— Begin DATASET ENTRIES —

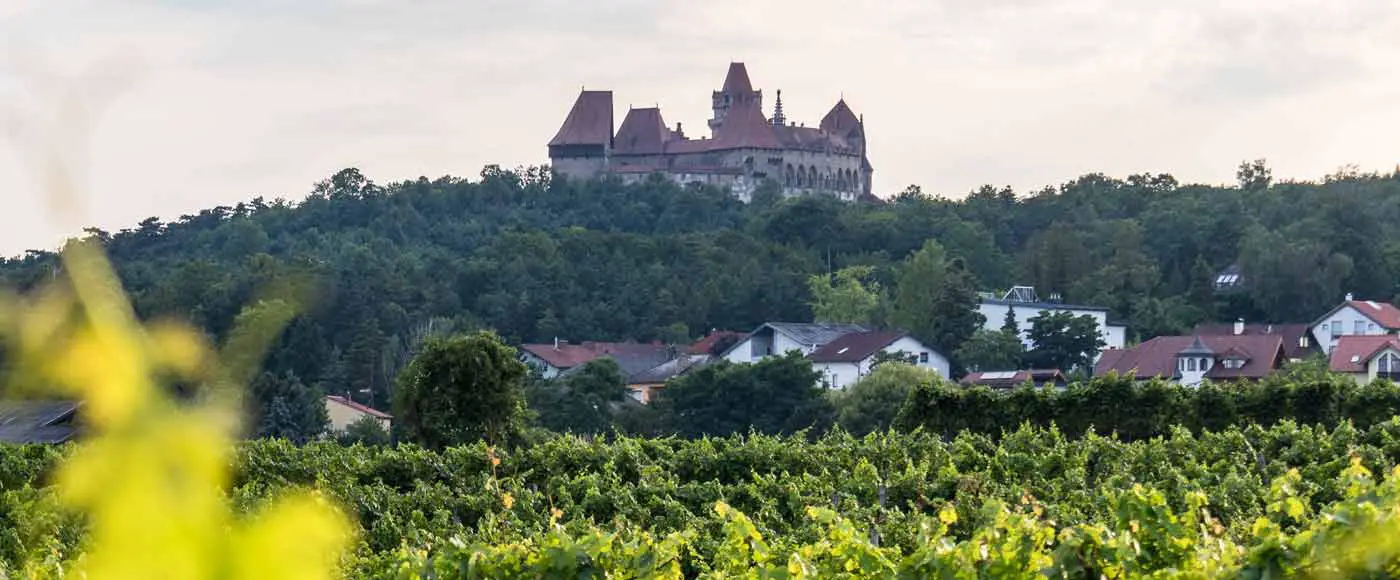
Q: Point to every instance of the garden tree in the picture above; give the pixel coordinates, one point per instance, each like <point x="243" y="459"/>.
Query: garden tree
<point x="1064" y="341"/>
<point x="871" y="404"/>
<point x="991" y="350"/>
<point x="366" y="430"/>
<point x="284" y="408"/>
<point x="585" y="401"/>
<point x="937" y="299"/>
<point x="459" y="390"/>
<point x="850" y="296"/>
<point x="774" y="395"/>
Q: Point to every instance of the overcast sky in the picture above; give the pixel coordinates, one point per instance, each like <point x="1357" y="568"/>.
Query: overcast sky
<point x="212" y="102"/>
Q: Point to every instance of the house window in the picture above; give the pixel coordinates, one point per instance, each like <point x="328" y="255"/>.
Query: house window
<point x="1388" y="363"/>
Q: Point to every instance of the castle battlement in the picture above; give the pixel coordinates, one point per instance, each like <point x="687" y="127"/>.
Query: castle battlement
<point x="744" y="147"/>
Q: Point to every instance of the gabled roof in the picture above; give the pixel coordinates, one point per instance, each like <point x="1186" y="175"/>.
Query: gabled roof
<point x="854" y="346"/>
<point x="737" y="80"/>
<point x="630" y="356"/>
<point x="641" y="133"/>
<point x="588" y="122"/>
<point x="38" y="420"/>
<point x="1353" y="352"/>
<point x="745" y="128"/>
<point x="840" y="119"/>
<point x="1291" y="334"/>
<point x="815" y="334"/>
<point x="671" y="369"/>
<point x="1385" y="314"/>
<point x="1157" y="357"/>
<point x="366" y="409"/>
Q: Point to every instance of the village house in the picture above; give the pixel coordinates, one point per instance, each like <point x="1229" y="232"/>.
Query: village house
<point x="1190" y="360"/>
<point x="562" y="357"/>
<point x="1367" y="357"/>
<point x="1355" y="318"/>
<point x="850" y="357"/>
<point x="1024" y="304"/>
<point x="345" y="412"/>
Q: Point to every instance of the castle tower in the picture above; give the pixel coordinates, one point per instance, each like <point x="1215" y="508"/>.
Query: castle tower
<point x="737" y="90"/>
<point x="779" y="119"/>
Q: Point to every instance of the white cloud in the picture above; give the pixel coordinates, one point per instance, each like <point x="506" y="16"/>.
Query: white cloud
<point x="262" y="97"/>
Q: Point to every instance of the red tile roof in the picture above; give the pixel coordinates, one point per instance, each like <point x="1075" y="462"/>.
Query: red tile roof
<point x="1291" y="334"/>
<point x="567" y="356"/>
<point x="1157" y="357"/>
<point x="745" y="128"/>
<point x="840" y="119"/>
<point x="641" y="133"/>
<point x="366" y="409"/>
<point x="854" y="346"/>
<point x="588" y="122"/>
<point x="1015" y="378"/>
<point x="737" y="80"/>
<point x="1353" y="352"/>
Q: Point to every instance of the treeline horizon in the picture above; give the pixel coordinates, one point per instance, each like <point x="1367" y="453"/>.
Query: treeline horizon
<point x="380" y="268"/>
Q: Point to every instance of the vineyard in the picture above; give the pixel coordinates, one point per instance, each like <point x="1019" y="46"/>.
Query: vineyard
<point x="1255" y="502"/>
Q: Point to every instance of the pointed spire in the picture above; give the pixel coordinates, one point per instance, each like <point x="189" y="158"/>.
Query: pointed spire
<point x="779" y="119"/>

— End DATASET ENTRIES —

[THE REQUEST]
Format every line of the entries above as a JSON list of strings, one string per line, with blank lines and the picture left out.

[PROBLEM SOLUTION]
[
  "Q: Point to every instance of the garden tree in the picture above; give the pixel coordinates, one point per instance, each like <point x=\"243\" y=\"459\"/>.",
  "Query: garden tree",
  "<point x=\"1064\" y=\"341\"/>",
  "<point x=\"871\" y=\"404\"/>",
  "<point x=\"991\" y=\"350\"/>",
  "<point x=\"366\" y=\"430\"/>",
  "<point x=\"284\" y=\"408\"/>",
  "<point x=\"585\" y=\"401\"/>",
  "<point x=\"937\" y=\"299\"/>",
  "<point x=\"459\" y=\"390\"/>",
  "<point x=\"850\" y=\"296\"/>",
  "<point x=\"774\" y=\"395\"/>",
  "Q: Point to every instance of the overcast sky in the picture above; give the pixel coordinates, one point per instance, each like <point x=\"1357\" y=\"568\"/>.",
  "Query: overcast sky",
  "<point x=\"212\" y=\"102\"/>",
  "Q: Point to every instance of the house window in the picture above; give the pixel coordinates, one point per instance, each like <point x=\"328\" y=\"255\"/>.",
  "Query: house window",
  "<point x=\"1388\" y=\"363\"/>",
  "Q: Point to every instance of the castle battlement in the picture above; give the pixel coordinates, one point per instance, each like <point x=\"687\" y=\"127\"/>.",
  "Query: castle battlement",
  "<point x=\"744\" y=\"147\"/>",
  "Q: Point to every instance of the gabled roof in the picture above; give the pixel coordinates, one point per instance, each like <point x=\"1186\" y=\"175\"/>.",
  "Query: gabled roof",
  "<point x=\"854\" y=\"346\"/>",
  "<point x=\"737\" y=\"80\"/>",
  "<point x=\"630\" y=\"356\"/>",
  "<point x=\"641\" y=\"133\"/>",
  "<point x=\"588\" y=\"122\"/>",
  "<point x=\"38\" y=\"420\"/>",
  "<point x=\"1353\" y=\"352\"/>",
  "<point x=\"745\" y=\"128\"/>",
  "<point x=\"840\" y=\"119\"/>",
  "<point x=\"1291\" y=\"334\"/>",
  "<point x=\"815\" y=\"334\"/>",
  "<point x=\"671\" y=\"369\"/>",
  "<point x=\"1385\" y=\"314\"/>",
  "<point x=\"1157\" y=\"357\"/>",
  "<point x=\"366\" y=\"409\"/>",
  "Q: Point to every instance of the village house in the picture above; give the pixel coordinates, one point per instance, each like <point x=\"1229\" y=\"232\"/>.",
  "Query: village house",
  "<point x=\"1190\" y=\"360\"/>",
  "<point x=\"562\" y=\"357\"/>",
  "<point x=\"1367\" y=\"357\"/>",
  "<point x=\"1355\" y=\"318\"/>",
  "<point x=\"850\" y=\"357\"/>",
  "<point x=\"1024\" y=\"304\"/>",
  "<point x=\"345\" y=\"412\"/>",
  "Q: Point to every instance of the castle tower in the picture above; give the pixel coordinates, one point per instance, each like <point x=\"1215\" y=\"508\"/>.",
  "Query: castle tower",
  "<point x=\"737\" y=\"90\"/>",
  "<point x=\"779\" y=\"119\"/>",
  "Q: Point to every instance of the white cloud in the picture above; give the pixel coordinates, one point per instance, each like <point x=\"506\" y=\"16\"/>.",
  "Query: white cloud",
  "<point x=\"262\" y=\"97\"/>",
  "Q: Point to every instance of the red tile roof in the picture above; give the pixel coordinates, one point per instance, each like <point x=\"1075\" y=\"462\"/>.",
  "Query: red tile roof",
  "<point x=\"1291\" y=\"334\"/>",
  "<point x=\"567\" y=\"356\"/>",
  "<point x=\"1157\" y=\"357\"/>",
  "<point x=\"745\" y=\"128\"/>",
  "<point x=\"840\" y=\"119\"/>",
  "<point x=\"641\" y=\"133\"/>",
  "<point x=\"366\" y=\"409\"/>",
  "<point x=\"854\" y=\"346\"/>",
  "<point x=\"588\" y=\"122\"/>",
  "<point x=\"1015\" y=\"378\"/>",
  "<point x=\"737\" y=\"80\"/>",
  "<point x=\"1353\" y=\"352\"/>",
  "Q: Point to every instance of the treeline horizon in the picture above; give the pixel coordinates, one point per instance, each like <point x=\"1367\" y=\"453\"/>.",
  "Query: treeline horizon",
  "<point x=\"380\" y=\"268\"/>",
  "Q: Point to every instance of the vineyard in the picture above; give the pixel coordinates, one point per instance, each like <point x=\"1019\" y=\"46\"/>.",
  "Query: vineyard",
  "<point x=\"1255\" y=\"502\"/>",
  "Q: Point to every instance of the pointed spire in the picture above; give the pixel coordinates, one point per instance, each like <point x=\"189\" y=\"158\"/>.",
  "Query: pointed spire",
  "<point x=\"779\" y=\"119\"/>"
]